* **RECORDS FOR THE EXERCISE**:
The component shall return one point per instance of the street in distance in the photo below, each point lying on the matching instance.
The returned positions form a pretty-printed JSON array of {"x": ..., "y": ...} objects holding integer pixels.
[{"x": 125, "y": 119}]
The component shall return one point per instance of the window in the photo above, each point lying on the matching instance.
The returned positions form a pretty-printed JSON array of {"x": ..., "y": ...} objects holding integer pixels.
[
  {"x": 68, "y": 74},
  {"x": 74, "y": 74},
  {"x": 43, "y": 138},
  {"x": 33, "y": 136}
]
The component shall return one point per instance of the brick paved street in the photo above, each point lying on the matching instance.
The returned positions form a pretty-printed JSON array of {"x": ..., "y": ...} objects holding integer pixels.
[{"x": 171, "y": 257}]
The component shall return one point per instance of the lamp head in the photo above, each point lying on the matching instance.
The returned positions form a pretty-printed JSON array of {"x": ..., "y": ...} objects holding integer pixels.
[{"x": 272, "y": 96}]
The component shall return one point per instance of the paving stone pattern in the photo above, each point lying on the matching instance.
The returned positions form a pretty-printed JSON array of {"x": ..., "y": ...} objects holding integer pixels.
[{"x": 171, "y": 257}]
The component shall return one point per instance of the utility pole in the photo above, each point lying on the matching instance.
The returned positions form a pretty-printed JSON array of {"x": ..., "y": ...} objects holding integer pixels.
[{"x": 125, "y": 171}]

* **PROBLEM TO WORK ON**: Turn every line of the data above into a JSON array of strings, with one string per line and no blank lines.

* **OUTPUT**:
[
  "The component shall return one point per instance of the street in distance in the photo below, each point lying on the matching instance.",
  "The returned positions form a pretty-printed JSON array of {\"x\": ..., \"y\": ...} objects holding integer pixels.",
  "[{\"x\": 125, \"y\": 119}]",
  "The component shall return one point per instance of the window in the photo above, each point lying on the matching instance.",
  "The returned positions form a pretty-printed JSON array of {\"x\": ..., \"y\": ...} objects holding integer pixels.",
  "[",
  "  {\"x\": 68, \"y\": 74},",
  "  {\"x\": 74, \"y\": 74},",
  "  {\"x\": 43, \"y\": 138},",
  "  {\"x\": 33, \"y\": 136}",
  "]",
  "The component shall return one point per instance of the brick paved street in the photo above, each point lying on the matching instance.",
  "The returned positions form a pretty-printed JSON array of {\"x\": ..., \"y\": ...} objects holding integer pixels.",
  "[{\"x\": 171, \"y\": 257}]",
  "The component shall return one point per instance of the lamp head in the photo above, each point lying on the matching instance.",
  "The returned positions form a pretty-printed JSON array of {\"x\": ..., \"y\": ...} objects holding integer pixels.",
  "[{\"x\": 272, \"y\": 96}]",
  "The component shall return one point per instance of the paving stone pattern in the photo above, each point lying on the matching instance.",
  "The returned positions form a pretty-printed JSON array of {\"x\": ..., \"y\": ...} objects holding integer pixels.",
  "[{\"x\": 171, \"y\": 257}]",
  "The component shall return one point per instance of the utility pole in the photo above, each point lying on the matching instance.",
  "The returned positions form a pretty-printed JSON array of {\"x\": ..., \"y\": ...} objects holding integer pixels.",
  "[{\"x\": 125, \"y\": 171}]"
]